====== Source passage
The Best of Comic Genesis: Nahast: Lands of Strife

Nahast: Lands of Strife calls itself a d20 compatible webcomic.

Now then, exactly what does that mean? For those not in the know,  the d20 system is what is used as the rules basis for Dungeons and Dragons, as well as many other roleplaying games. From this, one might expect a comic like Commissioned (Fantasy RPG Arc) or Order of the Stick, with a plot in a fantasy world where you can clearly see the game mechanics functioning behind the scenes.

But for Nahast… no, not so much. Oh, you can see the influence of gaming in the details and development of the strip – but Nahast isn’t a world defined by rules as much as defined by story. Sure, the site has an entire page devoted to translating the world into rules one can use for gaming in that setting – but the rules are defined by the tale being told, and not the other way around.

What it draws from the gaming background is an intense attention to detail – it is a setting with a fully fledged mythology, and a fantastic wealth of creatures and gods, countries and politics. Tons of information laid out on the website to help familiarize readers with the world – and a supremely important cast page. Each person met has their own unique story, whether great or small – and everyone has the potential to be a hero in their own right.

Nahast is a world in full, and we can feel the weight of that with every page of the story.

The main story itself updates approximately once a week, with nicely drawn full color pages. Occasionally something else will work its way in – a retelling of the most important myth of the land, in a different but surprisingly effective style. Or a map of the entirety of Nahast. Or occasionally a written story itself, giving us the background of characters in a fashion that won’t take months upon months to reveal.
============
====== Raw data
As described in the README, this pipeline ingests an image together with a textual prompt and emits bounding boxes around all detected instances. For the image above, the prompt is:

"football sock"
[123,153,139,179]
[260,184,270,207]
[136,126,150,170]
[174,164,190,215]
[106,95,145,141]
============
● **Assignment**
Reproduce the part of the Nahast review that runs from "Nahast: Lands of Strife calls itself" to "behind the scenes.", word for word.

● **Response to this exercise**
Nahast: Lands of Strife calls itself a d20 compatible webcomic.

Now then, exactly what does that mean? For those not in the know,  the d20 system is what is used as the rules basis for Dungeons and Dragons, as well as many other roleplaying games. From this, one might expect a comic like Commissioned (Fantasy RPG Arc) or Order of the Stick, with a plot in a fantasy world where you can clearly see the game mechanics functioning behind the scenes.